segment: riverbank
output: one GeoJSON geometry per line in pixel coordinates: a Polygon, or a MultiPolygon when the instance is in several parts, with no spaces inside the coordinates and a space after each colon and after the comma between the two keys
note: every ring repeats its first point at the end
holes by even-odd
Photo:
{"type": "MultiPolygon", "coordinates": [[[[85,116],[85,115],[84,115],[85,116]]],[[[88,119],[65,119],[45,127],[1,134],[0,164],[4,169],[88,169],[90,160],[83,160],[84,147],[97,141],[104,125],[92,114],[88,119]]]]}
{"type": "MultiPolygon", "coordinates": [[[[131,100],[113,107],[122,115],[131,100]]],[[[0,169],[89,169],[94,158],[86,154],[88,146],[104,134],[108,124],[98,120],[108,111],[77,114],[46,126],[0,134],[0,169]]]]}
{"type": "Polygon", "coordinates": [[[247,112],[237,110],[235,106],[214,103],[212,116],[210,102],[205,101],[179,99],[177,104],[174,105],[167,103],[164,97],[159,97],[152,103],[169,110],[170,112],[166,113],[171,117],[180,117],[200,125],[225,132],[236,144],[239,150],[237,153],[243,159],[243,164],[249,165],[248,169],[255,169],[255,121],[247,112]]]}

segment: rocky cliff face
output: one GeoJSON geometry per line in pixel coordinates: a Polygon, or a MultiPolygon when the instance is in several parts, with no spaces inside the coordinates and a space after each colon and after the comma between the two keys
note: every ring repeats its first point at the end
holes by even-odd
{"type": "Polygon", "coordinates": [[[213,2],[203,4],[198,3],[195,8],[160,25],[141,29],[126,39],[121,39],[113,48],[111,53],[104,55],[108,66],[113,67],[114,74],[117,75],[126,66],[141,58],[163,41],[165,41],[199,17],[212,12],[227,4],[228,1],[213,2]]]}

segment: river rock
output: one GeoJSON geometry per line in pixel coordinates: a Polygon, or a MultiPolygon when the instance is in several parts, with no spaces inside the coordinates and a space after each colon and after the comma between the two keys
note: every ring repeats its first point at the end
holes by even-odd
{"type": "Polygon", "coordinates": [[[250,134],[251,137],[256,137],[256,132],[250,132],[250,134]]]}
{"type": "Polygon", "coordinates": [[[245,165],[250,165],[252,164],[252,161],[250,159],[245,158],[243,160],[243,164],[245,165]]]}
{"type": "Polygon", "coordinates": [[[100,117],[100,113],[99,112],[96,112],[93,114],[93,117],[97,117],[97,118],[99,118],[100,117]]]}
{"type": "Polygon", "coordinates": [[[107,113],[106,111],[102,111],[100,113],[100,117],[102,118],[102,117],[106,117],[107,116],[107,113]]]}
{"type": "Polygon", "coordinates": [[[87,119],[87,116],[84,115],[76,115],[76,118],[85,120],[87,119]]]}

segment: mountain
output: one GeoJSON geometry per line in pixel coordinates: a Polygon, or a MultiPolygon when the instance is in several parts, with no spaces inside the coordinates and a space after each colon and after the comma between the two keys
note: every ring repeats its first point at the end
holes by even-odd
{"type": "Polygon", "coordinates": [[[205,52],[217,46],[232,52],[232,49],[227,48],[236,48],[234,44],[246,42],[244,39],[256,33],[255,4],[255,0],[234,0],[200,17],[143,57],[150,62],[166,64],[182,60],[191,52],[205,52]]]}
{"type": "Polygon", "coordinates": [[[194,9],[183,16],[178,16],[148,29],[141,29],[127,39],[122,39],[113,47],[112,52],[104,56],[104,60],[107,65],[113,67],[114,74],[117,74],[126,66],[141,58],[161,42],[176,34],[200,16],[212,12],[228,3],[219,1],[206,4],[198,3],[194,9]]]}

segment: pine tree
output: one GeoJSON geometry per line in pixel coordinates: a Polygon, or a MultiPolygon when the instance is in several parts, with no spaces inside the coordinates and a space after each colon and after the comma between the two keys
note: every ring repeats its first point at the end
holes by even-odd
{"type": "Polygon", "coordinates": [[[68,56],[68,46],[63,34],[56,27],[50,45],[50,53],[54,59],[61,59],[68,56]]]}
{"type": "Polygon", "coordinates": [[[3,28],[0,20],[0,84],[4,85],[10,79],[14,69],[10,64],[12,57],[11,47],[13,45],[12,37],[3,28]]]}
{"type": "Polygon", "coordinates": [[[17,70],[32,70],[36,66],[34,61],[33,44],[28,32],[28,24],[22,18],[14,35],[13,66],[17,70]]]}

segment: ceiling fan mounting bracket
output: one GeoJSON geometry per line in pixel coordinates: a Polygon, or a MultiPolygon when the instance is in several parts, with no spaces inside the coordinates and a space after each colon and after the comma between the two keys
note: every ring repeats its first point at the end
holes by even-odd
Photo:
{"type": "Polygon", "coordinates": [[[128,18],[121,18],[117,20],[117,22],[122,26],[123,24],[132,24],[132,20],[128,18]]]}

**STATED TASK:**
Could you arrange all the records above as a numbered list, one line per item, leaving out the blank lines?

**FINISHED EXERCISE:**
1. segment: riverbank
2. output: one GeoJSON geometry per line in pixel coordinates: a Polygon, or a MultiPolygon when the instance is in several parts, with no spaces inside the coordinates and a space after each colon and after the comma between the two keys
3. note: every ring repeats its first point at the end
4. holes by even-odd
5. Photo:
6. {"type": "MultiPolygon", "coordinates": [[[[85,116],[85,115],[84,115],[85,116]]],[[[88,119],[65,119],[45,127],[1,134],[0,164],[4,169],[88,169],[90,160],[83,160],[84,147],[97,141],[104,125],[92,114],[88,119]]]]}
7. {"type": "MultiPolygon", "coordinates": [[[[131,100],[113,107],[122,115],[131,100]]],[[[0,169],[89,169],[94,158],[86,154],[88,146],[104,134],[108,124],[98,120],[108,111],[77,114],[46,126],[0,134],[0,169]]]]}
8. {"type": "Polygon", "coordinates": [[[247,112],[237,110],[235,106],[214,103],[212,116],[210,102],[205,101],[179,99],[177,104],[174,105],[167,103],[164,97],[159,97],[152,103],[169,110],[170,112],[166,113],[171,117],[180,117],[200,125],[225,132],[236,144],[239,150],[237,153],[243,159],[243,164],[249,165],[248,169],[255,169],[255,121],[247,112]]]}
9. segment: rocky cliff face
10. output: one GeoJSON geometry per line in pixel coordinates: a Polygon, or a MultiPolygon when the instance is in several parts, with no spaces inside the coordinates and a space after each colon and after the comma between the two keys
11. note: every ring repeats its first point at the end
12. holes by even-odd
13. {"type": "Polygon", "coordinates": [[[213,2],[203,4],[198,3],[195,8],[160,25],[141,29],[126,39],[121,39],[113,48],[111,53],[104,55],[108,66],[113,67],[114,74],[117,75],[126,66],[141,58],[163,41],[165,41],[199,17],[212,12],[227,4],[228,1],[213,2]]]}
14. segment: river rock
15. output: one GeoJSON geometry per line in pixel coordinates: a Polygon, or a MultiPolygon when the instance is in several parts, with no spaces inside the coordinates and a space after each colon and after the comma between the two keys
16. note: every ring repeats its first point at the end
17. holes by even-odd
18. {"type": "Polygon", "coordinates": [[[250,134],[251,137],[256,137],[256,132],[250,132],[250,134]]]}
19. {"type": "Polygon", "coordinates": [[[245,165],[250,165],[252,164],[252,161],[250,159],[245,158],[243,160],[243,164],[245,165]]]}
20. {"type": "Polygon", "coordinates": [[[100,117],[100,113],[99,112],[96,112],[93,114],[93,117],[97,117],[97,118],[99,118],[100,117]]]}
21. {"type": "Polygon", "coordinates": [[[107,113],[106,111],[102,111],[100,113],[100,117],[102,118],[102,117],[106,117],[107,116],[107,113]]]}
22. {"type": "Polygon", "coordinates": [[[87,119],[87,116],[84,115],[76,115],[76,118],[85,120],[87,119]]]}
23. segment: mountain
24. output: one GeoJSON geometry per line in pixel coordinates: a Polygon, or a MultiPolygon when the instance is in several parts, with no spaces inside the coordinates and a space after each colon and after the comma between the two keys
25. note: every ring repeats its first point at the end
26. holes by even-odd
27. {"type": "Polygon", "coordinates": [[[205,52],[217,46],[232,52],[232,49],[227,48],[236,48],[234,44],[246,42],[244,39],[256,33],[255,4],[255,0],[234,0],[200,17],[143,57],[150,62],[166,64],[182,60],[191,52],[205,52]]]}
28. {"type": "Polygon", "coordinates": [[[194,9],[183,16],[178,16],[148,29],[141,29],[127,39],[122,39],[113,47],[112,52],[104,56],[104,60],[107,65],[113,67],[114,74],[117,74],[126,66],[141,58],[161,42],[176,34],[200,16],[212,12],[228,3],[219,1],[206,4],[198,3],[194,9]]]}
29. segment: pine tree
30. output: one GeoJSON geometry per line in pixel coordinates: a Polygon, or a MultiPolygon when the instance is in several parts, with no spaces inside the coordinates and a space after each colon and after the comma between the two keys
31. note: every ring repeats its first point at the end
32. holes by even-odd
33. {"type": "Polygon", "coordinates": [[[68,56],[68,46],[63,34],[56,27],[50,45],[50,53],[54,59],[61,59],[68,56]]]}
34. {"type": "Polygon", "coordinates": [[[3,28],[0,20],[0,84],[4,85],[10,79],[14,69],[10,64],[12,57],[11,47],[13,45],[12,37],[3,28]]]}
35. {"type": "Polygon", "coordinates": [[[17,70],[32,70],[36,66],[34,61],[33,44],[28,32],[28,24],[22,18],[14,35],[13,66],[17,70]]]}
36. segment: ceiling fan mounting bracket
37. output: one GeoJSON geometry per line in pixel coordinates: a Polygon, or a MultiPolygon when the instance is in several parts, with no spaces inside the coordinates and a space after each colon and after the comma between the two keys
38. note: every ring repeats its first point at the end
39. holes by even-odd
40. Photo:
41. {"type": "Polygon", "coordinates": [[[128,18],[121,18],[117,20],[117,22],[122,26],[123,24],[132,24],[132,20],[128,18]]]}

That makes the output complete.